• **Assignment**: Every line with the string "sticker" must be copied from the entries below.

Point-per-instance localization data:
* * * * *

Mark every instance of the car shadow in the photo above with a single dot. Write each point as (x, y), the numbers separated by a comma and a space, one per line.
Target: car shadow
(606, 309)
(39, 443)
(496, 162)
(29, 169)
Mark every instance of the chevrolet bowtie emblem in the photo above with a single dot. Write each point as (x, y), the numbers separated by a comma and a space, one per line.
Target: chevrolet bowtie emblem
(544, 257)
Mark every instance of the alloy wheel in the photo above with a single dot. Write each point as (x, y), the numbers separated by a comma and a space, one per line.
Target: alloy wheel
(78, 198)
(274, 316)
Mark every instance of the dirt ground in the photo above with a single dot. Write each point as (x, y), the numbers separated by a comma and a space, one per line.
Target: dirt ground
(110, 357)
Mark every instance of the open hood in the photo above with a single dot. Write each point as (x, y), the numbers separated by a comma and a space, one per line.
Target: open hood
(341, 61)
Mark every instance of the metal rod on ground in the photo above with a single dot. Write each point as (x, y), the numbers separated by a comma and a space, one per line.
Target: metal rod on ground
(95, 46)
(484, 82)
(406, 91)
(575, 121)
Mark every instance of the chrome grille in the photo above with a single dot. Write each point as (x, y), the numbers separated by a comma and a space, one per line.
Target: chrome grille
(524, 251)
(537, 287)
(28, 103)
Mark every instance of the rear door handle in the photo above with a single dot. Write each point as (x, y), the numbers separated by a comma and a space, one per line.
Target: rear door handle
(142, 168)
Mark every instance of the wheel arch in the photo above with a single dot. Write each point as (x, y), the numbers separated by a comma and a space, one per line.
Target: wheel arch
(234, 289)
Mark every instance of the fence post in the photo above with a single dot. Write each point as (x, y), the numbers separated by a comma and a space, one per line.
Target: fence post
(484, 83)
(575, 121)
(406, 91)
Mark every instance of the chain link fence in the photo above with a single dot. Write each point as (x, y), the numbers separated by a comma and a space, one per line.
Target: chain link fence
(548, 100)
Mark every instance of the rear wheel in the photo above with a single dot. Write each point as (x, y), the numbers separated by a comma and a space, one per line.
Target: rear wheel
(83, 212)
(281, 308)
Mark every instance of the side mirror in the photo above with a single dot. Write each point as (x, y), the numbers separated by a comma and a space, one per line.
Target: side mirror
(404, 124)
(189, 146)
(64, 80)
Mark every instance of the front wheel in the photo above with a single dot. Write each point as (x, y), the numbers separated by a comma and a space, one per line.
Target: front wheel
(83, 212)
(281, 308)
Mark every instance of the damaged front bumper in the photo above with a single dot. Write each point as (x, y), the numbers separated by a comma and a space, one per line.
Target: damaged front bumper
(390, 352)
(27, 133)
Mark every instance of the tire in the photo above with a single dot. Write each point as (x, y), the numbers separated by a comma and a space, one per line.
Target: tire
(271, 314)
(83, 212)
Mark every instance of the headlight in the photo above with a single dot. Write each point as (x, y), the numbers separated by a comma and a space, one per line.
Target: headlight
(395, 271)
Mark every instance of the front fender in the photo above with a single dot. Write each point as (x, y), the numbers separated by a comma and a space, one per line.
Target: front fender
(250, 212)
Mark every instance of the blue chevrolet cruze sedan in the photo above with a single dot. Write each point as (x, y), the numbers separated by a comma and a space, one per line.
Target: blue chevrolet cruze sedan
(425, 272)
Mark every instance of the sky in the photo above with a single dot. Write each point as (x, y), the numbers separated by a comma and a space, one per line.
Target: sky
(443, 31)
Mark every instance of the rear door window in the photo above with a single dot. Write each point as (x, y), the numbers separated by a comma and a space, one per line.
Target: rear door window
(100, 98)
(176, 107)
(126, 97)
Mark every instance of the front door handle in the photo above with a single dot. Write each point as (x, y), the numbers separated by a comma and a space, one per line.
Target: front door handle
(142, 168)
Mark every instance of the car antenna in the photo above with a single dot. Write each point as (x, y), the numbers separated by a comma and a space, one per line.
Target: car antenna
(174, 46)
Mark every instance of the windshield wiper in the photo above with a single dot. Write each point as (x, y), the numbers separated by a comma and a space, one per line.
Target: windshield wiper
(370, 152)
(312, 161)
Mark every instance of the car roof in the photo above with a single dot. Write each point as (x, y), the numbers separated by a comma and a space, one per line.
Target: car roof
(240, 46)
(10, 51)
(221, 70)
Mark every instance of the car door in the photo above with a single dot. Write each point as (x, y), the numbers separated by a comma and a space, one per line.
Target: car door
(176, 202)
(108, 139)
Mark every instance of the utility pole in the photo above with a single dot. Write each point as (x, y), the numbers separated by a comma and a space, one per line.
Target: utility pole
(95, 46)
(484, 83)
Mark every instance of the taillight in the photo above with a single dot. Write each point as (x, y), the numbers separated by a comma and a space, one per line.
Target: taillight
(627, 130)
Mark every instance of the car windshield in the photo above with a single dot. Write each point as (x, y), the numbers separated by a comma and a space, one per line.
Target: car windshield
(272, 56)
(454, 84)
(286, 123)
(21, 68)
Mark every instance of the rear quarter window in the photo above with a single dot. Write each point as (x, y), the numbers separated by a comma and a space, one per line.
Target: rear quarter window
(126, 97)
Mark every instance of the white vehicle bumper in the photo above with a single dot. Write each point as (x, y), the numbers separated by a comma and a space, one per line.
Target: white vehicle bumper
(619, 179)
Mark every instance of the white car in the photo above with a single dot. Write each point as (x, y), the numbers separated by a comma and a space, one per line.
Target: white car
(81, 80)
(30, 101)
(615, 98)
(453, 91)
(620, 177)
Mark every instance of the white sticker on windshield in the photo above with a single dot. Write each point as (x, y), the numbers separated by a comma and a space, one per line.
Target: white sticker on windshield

* * * * *

• **Solution**:
Mark every instance of the white sticker on windshield in the photo above with a single dot. Write each point as (x, y), the numbers separated by a comma and a space, one per line.
Target: white sticker on windshield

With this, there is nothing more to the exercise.